_Stated exercise_.
Can you reproduce the whole passage on the Cassiterides below, word for word?

_Page extract_.

=-=-=-=-=

2. M. Hans Hildebrand[2289] thinks that the Cassiterides were headlands of the Galician coast. He argues that if they are to be located ‘in England’, the name Cassiterides must be applied to headlands in Cornwall; accordingly, he says, ‘je demande la même concession pour ma théorie espagnole, savoir que ce nom désigne des caps.’[2290] But Cornwall is part of an island which is itself one of a group of islands: Spain is not an island at all. M. Hildebrand’s theory can by no ingenuity be defended except on the assumption that the ancient writers were misled by the fact that in the language of the Phoenicians, from whom the earliest notions about the Cassiterides may be supposed to have been derived, there was no word which specially denoted islands; and if it is accepted, not only must all the statements of those writers which relate to the situation of the islands, their number, their inhabitants, the mode in which the tin was extracted, and the voyage of Crassus, be rejected as absolutely fictitious, but it is utterly impossible to conceive how they should have originated.[2291]

3. The old-fashioned view, which identified the Cassiterides with the Scilly Islands, has even of late years had adherents of high reputation, such as Dr. von Gutschmid,[2292] Emil Hübner,[2293] and Mommsen.[2294] Although the bulk of the tin which supplied the wants of ancient Europe came from Cornwall and Spain, it is nevertheless not improbable that some came from the Scilly Islands.[2295] If so, the real Cassiterides were the Scilly Islands and ‘the adjacent island’ of Great Britain. But of the ancient writers there were only two of whom it can be maintained that when they referred to the Cassiterides they were thinking either of the Scilly Islands or of Cornwall,—Festus Avienus and Strabo.

=-=-=-=-=

_Given data_.
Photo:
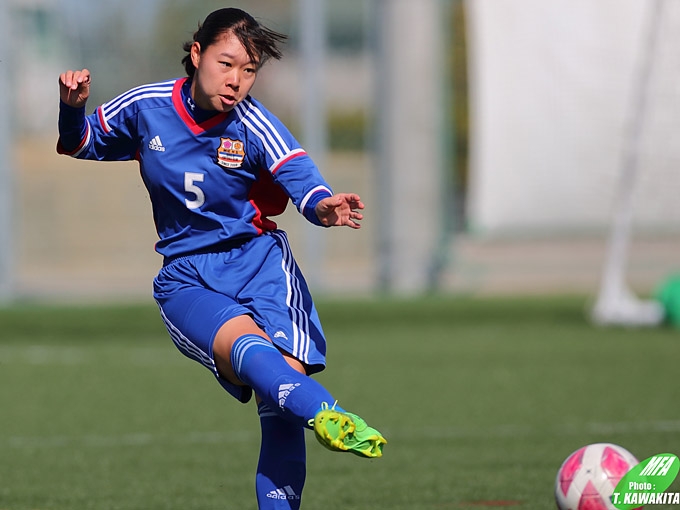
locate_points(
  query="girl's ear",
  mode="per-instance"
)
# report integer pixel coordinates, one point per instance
(195, 54)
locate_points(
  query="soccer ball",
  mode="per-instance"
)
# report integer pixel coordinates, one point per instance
(587, 479)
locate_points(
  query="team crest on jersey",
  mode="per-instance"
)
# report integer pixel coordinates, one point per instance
(230, 153)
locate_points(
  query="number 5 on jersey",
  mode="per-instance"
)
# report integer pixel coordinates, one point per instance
(190, 178)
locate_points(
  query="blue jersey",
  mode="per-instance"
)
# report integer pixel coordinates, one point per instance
(211, 182)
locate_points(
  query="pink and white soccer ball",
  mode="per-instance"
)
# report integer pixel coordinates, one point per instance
(587, 478)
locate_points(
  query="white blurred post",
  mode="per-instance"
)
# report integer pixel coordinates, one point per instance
(410, 66)
(312, 15)
(6, 151)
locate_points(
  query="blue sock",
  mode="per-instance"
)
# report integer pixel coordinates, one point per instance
(290, 394)
(281, 469)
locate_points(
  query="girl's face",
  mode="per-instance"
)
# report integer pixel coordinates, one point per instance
(224, 74)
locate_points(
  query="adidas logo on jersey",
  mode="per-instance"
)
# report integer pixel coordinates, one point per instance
(284, 391)
(286, 493)
(156, 145)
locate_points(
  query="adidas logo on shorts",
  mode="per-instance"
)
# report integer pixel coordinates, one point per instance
(286, 493)
(156, 145)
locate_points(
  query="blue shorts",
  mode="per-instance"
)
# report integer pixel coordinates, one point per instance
(198, 293)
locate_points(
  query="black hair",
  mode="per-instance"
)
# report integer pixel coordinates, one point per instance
(260, 42)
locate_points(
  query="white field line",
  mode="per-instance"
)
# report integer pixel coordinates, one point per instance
(433, 433)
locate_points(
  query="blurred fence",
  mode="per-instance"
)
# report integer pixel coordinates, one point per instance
(84, 230)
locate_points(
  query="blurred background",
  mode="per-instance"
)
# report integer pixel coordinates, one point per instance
(500, 147)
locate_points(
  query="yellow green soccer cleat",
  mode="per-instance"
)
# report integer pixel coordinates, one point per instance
(347, 432)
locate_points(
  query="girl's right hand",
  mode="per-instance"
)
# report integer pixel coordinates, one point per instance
(74, 87)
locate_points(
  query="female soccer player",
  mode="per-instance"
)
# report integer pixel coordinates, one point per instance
(217, 164)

=-=-=-=-=

_Exercise result_.
2. M. Hans Hildebrand[2289] thinks that the Cassiterides were headlands of the Galician coast. He argues that if they are to be located ‘in England’, the name Cassiterides must be applied to headlands in Cornwall; accordingly, he says, ‘je demande la même concession pour ma théorie espagnole, savoir que ce nom désigne des caps.’[2290] But Cornwall is part of an island which is itself one of a group of islands: Spain is not an island at all. M. Hildebrand’s theory can by no ingenuity be defended except on the assumption that the ancient writers were misled by the fact that in the language of the Phoenicians, from whom the earliest notions about the Cassiterides may be supposed to have been derived, there was no word which specially denoted islands; and if it is accepted, not only must all the statements of those writers which relate to the situation of the islands, their number, their inhabitants, the mode in which the tin was extracted, and the voyage of Crassus, be rejected as absolutely fictitious, but it is utterly impossible to conceive how they should have originated.[2291]

3. The old-fashioned view, which identified the Cassiterides with the Scilly Islands, has even of late years had adherents of high reputation, such as Dr. von Gutschmid,[2292] Emil Hübner,[2293] and Mommsen.[2294] Although the bulk of the tin which supplied the wants of ancient Europe came from Cornwall and Spain, it is nevertheless not improbable that some came from the Scilly Islands.[2295] If so, the real Cassiterides were the Scilly Islands and ‘the adjacent island’ of Great Britain. But of the ancient writers there were only two of whom it can be maintained that when they referred to the Cassiterides they were thinking either of the Scilly Islands or of Cornwall,—Festus Avienus and Strabo.